#### ARTICLE
Beautiful morning, glassy water and clear skies until cloud line from south starting to get closer. And one could see very thick clouds and beautiful massive cloud formations. I was thinking - this looks like more than what weather forecast said - up to 25 kn.


We packed up everything and moment arrived when clouds came over us. And we were greeted by up to 60 kn gusts and near freezing temperatures and rain.


In 1/2 hour seas raised quite a bit and I started thinking plan B. Then luckily settled down to around 20 kn. We raised second reef and enjoyed beautiful sail around 7 kn thinking that was it. Then in 1 hour 8 kn, then in next hour 9 kn, then in next 10 kn ! This was too much for our leisurely comfort. Decided to take down mainsail. This turned out to be an error. We have used new downhaul line to take sail down downwind from cockpit- worth the gold. Force of wind was actually too much to pull it by hand as battens glue to spreaders and just dont budge. Used winch to downhaul. For the moment thought to leave third reef as then could still take it all down but, skipped that step. And used only triple reefed jib to move.


Weather continue to deteriorate, seas building. And unfortunately wind moved forward so jib could not handle situation and had to turn engine on If third reef could continue to sail and enjoy more comfort ad sail gives stability. Once sail down, cant take it back as seas too large.


We were forced to motorsail next 48 hours. Seas were building and kind of stopped at 5m. There were some scary much larger waves. We had waves on beam. I was very nervous looking how our boat gone over these monsters. And big one come in pairs or in triplets. First looks big and then after it crossed second bigger behind, and sometimes third even bigger... Was not worried about boat flipping but about violent impact of these waves on boat and us. Could not sleep and for some time hand steered. It is not easy, especially if one has to do it for several days. And when no moon, one just guesses when that sound of large wave coming closer. It is interesting that large waves come from very different directions, like 90 deg from where majority travels.

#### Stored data
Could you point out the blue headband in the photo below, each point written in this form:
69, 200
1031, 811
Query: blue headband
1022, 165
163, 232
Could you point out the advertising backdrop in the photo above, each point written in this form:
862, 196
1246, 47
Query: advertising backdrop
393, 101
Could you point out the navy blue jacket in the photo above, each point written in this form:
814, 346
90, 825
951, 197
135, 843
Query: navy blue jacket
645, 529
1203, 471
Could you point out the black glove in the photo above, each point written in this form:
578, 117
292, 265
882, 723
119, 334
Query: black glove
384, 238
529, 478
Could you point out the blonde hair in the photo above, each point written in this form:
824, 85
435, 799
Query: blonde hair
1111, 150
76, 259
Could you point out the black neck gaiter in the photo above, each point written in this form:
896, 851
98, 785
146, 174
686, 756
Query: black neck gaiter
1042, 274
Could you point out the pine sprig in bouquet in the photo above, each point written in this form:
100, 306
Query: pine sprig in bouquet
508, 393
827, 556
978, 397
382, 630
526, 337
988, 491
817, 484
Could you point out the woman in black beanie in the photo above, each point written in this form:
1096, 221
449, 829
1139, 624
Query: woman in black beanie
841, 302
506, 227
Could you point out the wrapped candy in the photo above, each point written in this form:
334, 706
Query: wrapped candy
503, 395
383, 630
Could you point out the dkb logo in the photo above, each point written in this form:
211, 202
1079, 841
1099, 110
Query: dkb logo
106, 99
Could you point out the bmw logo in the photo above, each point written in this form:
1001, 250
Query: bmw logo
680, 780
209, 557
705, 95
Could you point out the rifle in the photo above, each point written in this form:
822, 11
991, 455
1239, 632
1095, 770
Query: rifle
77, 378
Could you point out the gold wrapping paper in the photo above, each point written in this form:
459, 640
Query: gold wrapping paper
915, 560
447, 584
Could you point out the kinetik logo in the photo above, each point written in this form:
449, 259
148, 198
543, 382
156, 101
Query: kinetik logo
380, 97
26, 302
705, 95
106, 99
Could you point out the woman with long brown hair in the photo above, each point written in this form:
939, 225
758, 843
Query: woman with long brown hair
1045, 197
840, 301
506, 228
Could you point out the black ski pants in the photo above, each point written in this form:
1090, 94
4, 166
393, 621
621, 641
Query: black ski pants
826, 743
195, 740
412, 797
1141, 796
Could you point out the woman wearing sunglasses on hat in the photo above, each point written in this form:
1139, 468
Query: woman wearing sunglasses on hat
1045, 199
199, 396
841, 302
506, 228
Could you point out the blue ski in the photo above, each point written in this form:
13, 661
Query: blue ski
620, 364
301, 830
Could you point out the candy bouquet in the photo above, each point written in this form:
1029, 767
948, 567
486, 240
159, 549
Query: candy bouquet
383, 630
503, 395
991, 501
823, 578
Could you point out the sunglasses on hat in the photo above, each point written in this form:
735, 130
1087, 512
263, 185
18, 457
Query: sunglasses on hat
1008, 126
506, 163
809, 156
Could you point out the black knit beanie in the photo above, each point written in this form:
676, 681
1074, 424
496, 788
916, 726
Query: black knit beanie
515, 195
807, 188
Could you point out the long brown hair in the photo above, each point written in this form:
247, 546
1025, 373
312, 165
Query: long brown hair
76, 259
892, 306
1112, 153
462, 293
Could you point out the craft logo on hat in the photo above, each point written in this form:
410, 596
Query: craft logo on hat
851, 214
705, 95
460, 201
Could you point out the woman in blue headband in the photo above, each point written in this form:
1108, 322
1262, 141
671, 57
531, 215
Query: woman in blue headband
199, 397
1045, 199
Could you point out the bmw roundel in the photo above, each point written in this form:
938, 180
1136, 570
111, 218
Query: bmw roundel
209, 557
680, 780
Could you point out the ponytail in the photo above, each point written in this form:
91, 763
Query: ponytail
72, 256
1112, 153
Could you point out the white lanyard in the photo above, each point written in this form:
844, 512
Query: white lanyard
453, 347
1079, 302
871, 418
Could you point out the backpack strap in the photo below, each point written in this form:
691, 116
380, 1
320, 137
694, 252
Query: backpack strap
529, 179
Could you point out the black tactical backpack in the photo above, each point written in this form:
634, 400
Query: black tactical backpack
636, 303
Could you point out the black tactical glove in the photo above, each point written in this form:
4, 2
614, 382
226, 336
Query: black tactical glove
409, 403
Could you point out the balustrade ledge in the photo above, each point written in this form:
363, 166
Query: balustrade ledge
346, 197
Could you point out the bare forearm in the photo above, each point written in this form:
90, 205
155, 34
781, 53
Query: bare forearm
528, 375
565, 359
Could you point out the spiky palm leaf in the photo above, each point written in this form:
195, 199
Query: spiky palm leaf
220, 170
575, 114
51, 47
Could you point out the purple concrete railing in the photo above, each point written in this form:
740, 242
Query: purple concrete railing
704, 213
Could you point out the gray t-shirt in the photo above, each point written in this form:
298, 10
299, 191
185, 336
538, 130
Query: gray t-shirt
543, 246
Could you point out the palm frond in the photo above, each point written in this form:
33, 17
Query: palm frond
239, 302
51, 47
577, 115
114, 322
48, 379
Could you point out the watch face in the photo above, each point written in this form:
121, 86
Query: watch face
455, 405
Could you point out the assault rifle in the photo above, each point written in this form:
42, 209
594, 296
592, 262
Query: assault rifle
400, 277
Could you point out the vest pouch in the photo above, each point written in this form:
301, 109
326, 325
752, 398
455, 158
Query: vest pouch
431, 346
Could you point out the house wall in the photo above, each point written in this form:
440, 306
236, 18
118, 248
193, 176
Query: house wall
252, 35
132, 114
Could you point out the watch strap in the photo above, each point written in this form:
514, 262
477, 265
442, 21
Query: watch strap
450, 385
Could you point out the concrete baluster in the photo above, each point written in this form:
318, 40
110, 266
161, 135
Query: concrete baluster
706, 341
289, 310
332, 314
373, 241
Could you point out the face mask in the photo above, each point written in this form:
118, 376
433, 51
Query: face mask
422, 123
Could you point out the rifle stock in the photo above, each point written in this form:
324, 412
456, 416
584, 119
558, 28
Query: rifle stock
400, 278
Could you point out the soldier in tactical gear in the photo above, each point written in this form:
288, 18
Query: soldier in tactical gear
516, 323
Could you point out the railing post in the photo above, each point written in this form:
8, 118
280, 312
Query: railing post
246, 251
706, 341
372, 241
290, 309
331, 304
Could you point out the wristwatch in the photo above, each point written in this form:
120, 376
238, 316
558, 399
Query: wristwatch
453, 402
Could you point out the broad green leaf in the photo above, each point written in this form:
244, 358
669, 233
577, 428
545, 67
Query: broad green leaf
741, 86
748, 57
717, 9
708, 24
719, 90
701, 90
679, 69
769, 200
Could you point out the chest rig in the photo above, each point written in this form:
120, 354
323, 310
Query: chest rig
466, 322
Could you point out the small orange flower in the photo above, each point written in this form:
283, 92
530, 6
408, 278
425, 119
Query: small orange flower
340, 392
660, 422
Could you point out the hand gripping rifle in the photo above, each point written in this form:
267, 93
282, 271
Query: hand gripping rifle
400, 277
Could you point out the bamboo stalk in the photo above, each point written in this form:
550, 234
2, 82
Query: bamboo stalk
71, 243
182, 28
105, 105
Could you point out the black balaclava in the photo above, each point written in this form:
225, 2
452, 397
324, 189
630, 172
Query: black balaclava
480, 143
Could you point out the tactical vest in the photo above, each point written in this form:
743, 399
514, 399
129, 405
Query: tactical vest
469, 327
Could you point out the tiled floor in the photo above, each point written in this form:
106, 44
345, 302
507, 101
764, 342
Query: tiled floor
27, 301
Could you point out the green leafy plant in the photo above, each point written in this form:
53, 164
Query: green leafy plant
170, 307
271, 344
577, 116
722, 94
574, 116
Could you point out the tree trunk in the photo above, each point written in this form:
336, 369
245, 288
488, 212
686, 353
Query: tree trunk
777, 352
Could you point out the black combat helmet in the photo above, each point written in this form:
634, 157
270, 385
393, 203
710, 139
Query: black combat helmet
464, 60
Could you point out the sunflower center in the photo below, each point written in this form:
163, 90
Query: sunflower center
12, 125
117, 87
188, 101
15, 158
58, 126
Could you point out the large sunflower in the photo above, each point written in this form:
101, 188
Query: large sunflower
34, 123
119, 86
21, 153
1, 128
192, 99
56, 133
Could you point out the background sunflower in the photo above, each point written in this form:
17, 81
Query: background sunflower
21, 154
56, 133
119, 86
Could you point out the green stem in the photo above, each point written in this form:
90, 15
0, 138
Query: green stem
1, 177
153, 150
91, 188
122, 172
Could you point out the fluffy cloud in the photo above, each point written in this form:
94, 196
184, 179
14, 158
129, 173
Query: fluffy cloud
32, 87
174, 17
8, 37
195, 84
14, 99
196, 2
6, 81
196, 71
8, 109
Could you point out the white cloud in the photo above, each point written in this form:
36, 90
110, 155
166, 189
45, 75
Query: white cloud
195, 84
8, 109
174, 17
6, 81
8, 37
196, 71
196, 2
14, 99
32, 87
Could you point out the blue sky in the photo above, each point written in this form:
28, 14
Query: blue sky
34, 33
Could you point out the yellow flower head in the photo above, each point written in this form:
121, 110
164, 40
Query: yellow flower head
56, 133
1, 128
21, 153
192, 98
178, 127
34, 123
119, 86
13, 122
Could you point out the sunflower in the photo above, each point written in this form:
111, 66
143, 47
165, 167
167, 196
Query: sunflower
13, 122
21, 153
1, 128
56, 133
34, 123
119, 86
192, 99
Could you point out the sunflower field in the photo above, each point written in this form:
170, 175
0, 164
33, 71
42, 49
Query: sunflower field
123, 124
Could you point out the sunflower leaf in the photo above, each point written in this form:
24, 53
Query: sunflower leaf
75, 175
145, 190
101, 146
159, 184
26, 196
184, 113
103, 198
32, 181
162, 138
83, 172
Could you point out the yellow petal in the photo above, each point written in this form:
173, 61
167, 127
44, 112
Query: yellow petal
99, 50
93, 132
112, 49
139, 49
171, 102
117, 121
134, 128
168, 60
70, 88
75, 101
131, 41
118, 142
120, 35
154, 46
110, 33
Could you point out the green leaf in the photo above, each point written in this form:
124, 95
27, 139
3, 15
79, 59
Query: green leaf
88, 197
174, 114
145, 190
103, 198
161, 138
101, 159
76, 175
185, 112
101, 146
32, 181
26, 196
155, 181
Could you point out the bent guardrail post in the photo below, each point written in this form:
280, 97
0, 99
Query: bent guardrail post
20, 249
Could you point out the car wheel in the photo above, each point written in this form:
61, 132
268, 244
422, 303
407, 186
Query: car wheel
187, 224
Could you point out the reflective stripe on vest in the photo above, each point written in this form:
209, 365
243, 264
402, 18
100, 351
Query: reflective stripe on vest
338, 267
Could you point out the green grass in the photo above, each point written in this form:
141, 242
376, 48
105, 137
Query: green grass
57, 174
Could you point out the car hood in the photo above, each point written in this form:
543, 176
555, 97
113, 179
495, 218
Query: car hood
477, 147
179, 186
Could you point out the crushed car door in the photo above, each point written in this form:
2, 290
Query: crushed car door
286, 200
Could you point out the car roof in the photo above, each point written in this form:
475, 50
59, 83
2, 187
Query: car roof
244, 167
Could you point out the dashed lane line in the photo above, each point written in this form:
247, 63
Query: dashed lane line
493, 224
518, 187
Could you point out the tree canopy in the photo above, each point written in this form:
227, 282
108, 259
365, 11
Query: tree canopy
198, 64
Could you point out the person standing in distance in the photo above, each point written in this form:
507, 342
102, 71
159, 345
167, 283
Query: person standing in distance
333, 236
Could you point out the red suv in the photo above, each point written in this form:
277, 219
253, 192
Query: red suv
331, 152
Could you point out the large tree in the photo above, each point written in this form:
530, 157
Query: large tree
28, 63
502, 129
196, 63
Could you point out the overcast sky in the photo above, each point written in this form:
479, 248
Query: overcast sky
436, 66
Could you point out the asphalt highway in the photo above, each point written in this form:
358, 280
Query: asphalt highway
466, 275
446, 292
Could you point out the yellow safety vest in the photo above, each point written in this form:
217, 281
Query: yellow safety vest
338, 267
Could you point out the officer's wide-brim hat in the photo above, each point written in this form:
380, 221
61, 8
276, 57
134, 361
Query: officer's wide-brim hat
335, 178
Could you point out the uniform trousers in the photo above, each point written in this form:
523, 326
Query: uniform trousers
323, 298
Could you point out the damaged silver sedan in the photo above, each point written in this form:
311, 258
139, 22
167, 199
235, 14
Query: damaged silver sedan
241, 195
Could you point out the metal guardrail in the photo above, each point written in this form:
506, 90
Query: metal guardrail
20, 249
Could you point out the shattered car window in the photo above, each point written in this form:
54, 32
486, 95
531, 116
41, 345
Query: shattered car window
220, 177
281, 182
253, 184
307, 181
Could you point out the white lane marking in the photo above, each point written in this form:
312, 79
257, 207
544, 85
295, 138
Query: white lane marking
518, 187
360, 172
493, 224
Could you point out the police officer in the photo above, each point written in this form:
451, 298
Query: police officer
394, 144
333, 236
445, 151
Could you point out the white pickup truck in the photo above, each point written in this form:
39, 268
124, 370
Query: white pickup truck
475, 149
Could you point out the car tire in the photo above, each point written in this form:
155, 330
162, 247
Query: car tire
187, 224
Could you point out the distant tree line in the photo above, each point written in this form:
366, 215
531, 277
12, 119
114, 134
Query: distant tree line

#### WHAT IS BEING ASKED
In the sailing account, which things are described with the word "beautiful"?

#### EXERCISE OUTPUT
- The morning
- The massive cloud formations
- The sail at around 7 kn